List all lines of the data that include the string "grass".

[Point localization data]
----

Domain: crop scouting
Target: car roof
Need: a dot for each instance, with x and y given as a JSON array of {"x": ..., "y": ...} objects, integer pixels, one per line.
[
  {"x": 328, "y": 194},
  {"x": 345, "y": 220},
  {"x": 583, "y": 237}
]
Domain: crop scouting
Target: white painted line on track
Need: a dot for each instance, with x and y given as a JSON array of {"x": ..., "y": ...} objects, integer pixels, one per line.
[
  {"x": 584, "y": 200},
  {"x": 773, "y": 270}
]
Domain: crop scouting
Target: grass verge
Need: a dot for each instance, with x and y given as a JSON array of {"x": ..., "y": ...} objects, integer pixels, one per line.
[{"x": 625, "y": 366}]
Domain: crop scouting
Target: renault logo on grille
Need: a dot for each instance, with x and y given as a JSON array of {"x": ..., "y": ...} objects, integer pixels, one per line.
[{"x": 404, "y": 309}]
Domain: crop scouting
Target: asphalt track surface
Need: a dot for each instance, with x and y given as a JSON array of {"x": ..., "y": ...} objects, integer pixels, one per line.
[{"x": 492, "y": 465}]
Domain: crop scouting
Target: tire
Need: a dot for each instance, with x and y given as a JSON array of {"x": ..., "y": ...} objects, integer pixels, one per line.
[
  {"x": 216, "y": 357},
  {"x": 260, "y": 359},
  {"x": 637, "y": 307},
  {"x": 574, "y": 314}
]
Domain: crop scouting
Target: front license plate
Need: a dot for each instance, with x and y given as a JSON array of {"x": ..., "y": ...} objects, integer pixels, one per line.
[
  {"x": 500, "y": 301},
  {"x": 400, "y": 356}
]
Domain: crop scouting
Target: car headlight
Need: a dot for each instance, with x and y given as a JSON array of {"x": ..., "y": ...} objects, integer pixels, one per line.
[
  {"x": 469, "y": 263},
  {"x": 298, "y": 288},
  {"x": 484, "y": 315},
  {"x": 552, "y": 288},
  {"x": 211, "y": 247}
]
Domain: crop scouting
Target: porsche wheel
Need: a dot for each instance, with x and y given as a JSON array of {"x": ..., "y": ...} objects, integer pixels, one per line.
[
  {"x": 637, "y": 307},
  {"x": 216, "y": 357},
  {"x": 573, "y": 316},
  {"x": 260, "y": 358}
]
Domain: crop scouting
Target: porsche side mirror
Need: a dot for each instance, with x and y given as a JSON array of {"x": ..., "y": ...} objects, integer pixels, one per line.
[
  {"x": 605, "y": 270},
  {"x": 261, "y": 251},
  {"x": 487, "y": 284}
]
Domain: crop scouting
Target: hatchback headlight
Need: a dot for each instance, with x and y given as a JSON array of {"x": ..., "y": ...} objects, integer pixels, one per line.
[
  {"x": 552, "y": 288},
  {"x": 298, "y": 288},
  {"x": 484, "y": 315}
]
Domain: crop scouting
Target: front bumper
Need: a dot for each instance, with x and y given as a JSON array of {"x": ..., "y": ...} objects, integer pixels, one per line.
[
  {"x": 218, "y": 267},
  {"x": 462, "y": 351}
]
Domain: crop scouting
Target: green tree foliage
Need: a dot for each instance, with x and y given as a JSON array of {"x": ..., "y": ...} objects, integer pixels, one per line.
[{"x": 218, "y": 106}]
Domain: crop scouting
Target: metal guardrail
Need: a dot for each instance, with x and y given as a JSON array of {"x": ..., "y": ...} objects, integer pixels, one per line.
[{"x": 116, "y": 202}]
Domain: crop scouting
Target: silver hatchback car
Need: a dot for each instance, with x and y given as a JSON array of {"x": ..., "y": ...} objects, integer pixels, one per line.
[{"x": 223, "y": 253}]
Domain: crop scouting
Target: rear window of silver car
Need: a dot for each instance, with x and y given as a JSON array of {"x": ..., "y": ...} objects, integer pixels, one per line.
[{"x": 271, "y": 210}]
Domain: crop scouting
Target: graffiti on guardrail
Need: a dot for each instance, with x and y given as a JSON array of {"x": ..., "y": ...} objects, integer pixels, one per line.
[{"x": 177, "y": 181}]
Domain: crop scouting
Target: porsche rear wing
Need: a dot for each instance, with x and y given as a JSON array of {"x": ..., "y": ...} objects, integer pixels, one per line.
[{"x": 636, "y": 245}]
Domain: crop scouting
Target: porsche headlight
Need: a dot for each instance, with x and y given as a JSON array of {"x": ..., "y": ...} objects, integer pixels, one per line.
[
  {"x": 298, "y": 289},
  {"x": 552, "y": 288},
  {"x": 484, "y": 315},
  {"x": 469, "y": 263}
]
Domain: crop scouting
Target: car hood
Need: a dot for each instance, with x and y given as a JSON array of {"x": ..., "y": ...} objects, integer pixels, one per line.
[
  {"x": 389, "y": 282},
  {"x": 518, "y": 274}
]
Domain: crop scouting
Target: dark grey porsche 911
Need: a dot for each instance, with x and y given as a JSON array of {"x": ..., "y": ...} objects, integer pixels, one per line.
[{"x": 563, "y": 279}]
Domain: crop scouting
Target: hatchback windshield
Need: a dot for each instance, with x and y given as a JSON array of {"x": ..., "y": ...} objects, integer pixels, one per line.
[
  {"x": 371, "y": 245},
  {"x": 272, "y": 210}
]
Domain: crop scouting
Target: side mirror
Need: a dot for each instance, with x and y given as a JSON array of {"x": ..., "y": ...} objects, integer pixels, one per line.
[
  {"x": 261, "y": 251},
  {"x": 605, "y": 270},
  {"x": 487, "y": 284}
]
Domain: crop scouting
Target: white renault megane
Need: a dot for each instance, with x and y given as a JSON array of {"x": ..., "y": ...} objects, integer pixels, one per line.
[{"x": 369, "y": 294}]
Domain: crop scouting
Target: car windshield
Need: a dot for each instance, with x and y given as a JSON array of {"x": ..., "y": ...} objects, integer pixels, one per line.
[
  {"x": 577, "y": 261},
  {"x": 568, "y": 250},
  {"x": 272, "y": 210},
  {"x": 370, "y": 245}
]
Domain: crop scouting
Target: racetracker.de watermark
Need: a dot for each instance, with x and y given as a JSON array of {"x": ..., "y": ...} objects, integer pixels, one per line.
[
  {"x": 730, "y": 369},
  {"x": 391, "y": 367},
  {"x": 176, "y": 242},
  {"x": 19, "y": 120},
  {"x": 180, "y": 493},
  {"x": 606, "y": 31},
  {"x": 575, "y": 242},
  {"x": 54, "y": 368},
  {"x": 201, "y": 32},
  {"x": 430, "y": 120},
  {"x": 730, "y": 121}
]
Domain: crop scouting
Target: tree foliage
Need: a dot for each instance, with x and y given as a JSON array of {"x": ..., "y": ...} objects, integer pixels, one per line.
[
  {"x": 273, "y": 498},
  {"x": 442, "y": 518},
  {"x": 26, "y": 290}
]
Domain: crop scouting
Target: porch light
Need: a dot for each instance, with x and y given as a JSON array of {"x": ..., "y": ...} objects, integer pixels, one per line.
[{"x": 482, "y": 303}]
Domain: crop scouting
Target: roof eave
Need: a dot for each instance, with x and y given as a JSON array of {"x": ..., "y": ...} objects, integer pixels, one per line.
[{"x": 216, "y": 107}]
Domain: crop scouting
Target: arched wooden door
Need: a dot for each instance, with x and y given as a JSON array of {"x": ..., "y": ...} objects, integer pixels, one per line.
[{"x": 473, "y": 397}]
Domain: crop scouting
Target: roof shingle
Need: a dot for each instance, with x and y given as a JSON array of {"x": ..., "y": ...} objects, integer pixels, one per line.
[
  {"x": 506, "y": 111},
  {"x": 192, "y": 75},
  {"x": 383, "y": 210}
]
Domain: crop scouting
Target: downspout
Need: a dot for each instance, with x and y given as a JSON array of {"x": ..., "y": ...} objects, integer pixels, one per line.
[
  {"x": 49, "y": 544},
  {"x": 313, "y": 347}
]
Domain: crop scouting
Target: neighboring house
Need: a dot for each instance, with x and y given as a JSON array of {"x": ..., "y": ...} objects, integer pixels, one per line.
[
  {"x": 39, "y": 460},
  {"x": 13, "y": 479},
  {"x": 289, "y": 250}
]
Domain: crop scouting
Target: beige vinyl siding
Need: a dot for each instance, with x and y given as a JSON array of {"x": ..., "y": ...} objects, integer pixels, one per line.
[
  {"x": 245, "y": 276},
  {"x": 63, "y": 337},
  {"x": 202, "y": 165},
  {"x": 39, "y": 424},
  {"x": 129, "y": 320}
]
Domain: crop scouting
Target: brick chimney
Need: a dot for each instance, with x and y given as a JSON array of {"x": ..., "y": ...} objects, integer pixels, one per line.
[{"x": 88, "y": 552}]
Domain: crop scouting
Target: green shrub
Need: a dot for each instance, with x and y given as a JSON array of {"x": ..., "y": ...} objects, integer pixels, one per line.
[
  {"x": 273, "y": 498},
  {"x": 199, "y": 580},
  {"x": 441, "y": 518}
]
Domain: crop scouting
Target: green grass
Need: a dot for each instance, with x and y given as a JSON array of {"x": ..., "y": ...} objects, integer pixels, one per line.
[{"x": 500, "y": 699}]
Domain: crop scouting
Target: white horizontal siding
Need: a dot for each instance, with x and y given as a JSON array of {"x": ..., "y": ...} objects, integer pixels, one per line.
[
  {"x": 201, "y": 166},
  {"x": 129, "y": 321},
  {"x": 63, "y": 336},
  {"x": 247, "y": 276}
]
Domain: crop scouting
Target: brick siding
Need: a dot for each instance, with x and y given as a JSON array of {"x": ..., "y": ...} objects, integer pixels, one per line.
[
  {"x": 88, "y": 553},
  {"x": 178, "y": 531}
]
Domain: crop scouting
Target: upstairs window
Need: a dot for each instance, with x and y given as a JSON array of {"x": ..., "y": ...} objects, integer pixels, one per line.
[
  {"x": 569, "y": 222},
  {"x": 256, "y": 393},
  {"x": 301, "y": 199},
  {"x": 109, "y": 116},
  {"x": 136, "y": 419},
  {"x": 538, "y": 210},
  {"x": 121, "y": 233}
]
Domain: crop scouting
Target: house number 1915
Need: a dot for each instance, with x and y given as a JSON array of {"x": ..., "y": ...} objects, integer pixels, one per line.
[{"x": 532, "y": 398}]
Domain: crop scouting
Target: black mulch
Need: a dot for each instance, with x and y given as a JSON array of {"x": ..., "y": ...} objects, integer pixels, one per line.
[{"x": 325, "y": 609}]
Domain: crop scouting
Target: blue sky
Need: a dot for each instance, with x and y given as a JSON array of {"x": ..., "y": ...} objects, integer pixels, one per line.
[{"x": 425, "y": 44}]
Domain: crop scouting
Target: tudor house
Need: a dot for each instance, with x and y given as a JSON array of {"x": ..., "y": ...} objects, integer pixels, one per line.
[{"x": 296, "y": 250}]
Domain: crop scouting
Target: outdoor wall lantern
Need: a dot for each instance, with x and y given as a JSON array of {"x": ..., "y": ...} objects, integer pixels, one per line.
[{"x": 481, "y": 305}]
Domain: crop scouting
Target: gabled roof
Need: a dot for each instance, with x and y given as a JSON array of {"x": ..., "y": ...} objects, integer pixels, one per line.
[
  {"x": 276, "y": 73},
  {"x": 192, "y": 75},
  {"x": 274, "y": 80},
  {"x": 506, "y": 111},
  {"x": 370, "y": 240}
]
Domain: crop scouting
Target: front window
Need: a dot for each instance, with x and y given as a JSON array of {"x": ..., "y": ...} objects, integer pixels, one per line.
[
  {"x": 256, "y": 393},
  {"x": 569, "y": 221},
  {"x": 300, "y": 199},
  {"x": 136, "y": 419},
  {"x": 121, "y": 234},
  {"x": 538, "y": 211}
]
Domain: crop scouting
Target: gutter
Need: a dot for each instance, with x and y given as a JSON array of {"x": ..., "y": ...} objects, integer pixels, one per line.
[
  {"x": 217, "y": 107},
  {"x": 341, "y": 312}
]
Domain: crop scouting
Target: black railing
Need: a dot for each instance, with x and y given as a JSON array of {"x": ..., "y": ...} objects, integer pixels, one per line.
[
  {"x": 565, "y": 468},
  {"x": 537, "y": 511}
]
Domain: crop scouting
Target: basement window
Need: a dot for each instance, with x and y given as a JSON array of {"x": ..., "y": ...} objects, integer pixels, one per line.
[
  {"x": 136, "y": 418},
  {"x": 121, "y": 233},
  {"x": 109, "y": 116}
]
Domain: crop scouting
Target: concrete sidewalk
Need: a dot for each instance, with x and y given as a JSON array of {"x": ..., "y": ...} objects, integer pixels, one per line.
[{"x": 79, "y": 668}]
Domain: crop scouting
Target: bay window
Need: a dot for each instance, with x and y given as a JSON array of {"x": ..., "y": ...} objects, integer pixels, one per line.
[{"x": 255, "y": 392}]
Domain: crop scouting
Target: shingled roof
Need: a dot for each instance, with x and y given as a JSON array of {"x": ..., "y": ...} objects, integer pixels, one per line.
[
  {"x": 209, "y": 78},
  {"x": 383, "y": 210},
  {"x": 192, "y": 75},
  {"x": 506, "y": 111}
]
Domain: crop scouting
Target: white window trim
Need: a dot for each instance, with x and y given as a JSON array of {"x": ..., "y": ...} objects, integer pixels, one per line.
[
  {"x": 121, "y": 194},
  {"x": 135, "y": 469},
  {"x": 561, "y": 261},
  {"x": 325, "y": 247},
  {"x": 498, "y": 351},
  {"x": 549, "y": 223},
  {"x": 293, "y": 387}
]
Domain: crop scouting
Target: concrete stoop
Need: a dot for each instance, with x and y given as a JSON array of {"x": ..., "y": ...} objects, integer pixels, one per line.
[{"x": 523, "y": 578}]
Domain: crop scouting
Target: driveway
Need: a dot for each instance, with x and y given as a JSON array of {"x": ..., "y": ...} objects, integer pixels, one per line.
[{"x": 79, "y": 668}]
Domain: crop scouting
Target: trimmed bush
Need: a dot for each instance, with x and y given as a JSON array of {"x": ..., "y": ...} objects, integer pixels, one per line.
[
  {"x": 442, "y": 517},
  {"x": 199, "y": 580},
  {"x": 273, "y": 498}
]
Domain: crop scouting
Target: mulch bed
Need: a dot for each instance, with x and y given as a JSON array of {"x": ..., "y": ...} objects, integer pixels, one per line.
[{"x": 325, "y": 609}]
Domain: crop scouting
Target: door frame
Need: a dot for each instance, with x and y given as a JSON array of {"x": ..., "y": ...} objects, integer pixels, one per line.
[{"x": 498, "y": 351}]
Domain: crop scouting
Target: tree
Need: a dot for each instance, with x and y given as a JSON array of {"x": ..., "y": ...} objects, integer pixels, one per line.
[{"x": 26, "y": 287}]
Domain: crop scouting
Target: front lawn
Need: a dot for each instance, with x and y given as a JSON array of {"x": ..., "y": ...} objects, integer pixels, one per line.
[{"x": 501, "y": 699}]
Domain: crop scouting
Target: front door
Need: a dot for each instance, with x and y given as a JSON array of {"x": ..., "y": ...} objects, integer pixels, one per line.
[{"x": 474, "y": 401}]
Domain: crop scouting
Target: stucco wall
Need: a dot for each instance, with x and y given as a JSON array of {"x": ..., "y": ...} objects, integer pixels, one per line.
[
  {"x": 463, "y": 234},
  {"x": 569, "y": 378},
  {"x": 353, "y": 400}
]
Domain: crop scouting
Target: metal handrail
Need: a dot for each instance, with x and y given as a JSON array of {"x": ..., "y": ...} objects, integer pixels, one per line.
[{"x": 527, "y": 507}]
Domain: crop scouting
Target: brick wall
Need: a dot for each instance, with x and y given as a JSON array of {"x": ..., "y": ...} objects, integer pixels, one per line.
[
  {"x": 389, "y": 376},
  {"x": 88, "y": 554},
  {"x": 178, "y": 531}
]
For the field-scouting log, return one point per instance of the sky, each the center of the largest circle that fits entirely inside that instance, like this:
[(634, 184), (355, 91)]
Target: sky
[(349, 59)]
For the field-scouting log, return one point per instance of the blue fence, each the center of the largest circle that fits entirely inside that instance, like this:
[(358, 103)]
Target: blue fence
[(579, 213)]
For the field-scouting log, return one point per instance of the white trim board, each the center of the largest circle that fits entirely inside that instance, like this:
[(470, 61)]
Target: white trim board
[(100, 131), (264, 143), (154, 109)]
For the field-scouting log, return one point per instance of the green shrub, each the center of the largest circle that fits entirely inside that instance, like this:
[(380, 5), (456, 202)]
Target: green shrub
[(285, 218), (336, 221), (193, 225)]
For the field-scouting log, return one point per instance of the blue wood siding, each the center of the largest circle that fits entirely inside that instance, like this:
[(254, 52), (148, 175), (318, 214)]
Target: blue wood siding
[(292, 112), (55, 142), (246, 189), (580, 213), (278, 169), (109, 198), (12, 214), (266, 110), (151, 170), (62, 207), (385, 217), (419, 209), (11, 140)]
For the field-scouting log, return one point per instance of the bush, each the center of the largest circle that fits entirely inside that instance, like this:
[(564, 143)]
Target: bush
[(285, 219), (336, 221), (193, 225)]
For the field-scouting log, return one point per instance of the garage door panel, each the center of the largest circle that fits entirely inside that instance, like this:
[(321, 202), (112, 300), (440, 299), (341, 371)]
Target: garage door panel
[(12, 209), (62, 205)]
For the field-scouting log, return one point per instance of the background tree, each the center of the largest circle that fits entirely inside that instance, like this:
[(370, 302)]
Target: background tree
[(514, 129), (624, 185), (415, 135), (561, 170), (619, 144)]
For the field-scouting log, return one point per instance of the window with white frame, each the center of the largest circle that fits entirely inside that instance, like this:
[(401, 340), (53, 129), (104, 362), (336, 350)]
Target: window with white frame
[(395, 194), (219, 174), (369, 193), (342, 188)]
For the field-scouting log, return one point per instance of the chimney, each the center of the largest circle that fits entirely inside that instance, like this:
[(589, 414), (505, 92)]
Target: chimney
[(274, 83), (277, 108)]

----

§ **Your solution**
Target: grass verge
Target: green grass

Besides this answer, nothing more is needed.